## Start ENTRIES SHOWN
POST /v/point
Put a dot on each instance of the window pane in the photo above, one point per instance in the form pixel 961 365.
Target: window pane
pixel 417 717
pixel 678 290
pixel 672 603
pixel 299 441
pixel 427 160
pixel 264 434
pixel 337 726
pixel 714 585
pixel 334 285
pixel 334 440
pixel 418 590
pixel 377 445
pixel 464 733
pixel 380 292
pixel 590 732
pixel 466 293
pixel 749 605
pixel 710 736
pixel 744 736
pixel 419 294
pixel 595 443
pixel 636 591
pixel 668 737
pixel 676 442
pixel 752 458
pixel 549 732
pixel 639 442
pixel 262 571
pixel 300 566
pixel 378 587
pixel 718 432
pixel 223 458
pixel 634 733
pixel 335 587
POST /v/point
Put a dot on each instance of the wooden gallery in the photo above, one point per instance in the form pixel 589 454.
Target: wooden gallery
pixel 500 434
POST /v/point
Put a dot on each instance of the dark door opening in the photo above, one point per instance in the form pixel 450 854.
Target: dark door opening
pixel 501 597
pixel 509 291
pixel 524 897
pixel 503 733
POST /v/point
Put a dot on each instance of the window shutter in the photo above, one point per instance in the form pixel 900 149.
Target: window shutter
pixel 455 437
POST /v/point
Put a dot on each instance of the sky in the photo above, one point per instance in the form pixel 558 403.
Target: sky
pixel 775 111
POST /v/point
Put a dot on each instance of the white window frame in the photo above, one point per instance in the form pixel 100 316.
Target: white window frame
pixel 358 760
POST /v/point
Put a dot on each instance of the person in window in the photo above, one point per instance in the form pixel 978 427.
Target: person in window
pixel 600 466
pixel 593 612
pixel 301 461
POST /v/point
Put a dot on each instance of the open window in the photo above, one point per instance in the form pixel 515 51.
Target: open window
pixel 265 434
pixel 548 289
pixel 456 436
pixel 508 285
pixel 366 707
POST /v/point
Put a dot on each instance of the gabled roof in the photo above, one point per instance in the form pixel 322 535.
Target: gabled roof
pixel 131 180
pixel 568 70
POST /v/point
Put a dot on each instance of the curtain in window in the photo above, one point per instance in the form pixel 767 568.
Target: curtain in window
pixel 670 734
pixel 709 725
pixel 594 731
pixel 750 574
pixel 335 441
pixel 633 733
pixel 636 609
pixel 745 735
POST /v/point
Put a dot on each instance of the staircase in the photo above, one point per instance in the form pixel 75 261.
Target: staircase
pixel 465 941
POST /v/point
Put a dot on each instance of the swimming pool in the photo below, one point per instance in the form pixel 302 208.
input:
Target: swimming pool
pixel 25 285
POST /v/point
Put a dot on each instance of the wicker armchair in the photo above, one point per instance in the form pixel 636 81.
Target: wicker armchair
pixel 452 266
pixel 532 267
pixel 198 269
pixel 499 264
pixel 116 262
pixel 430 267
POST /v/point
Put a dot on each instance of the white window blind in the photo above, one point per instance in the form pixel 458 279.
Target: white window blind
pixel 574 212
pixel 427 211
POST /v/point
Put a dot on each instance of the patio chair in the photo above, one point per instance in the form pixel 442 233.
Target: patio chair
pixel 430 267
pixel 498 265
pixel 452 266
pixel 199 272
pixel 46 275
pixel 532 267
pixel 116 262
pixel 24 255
## End ENTRIES SHOWN
WRITTEN REQUEST: Pull out every line of the records that contains the word "white".

SOLUTION TO THIS EXERCISE:
Put a dot on each instance of the white window frame in the photo above, one point per instance in the form pixel 100 316.
Target: white window frame
Put a dot on each instance of the white window blind in the photo above, one point per instance in the form pixel 458 279.
Target: white window blind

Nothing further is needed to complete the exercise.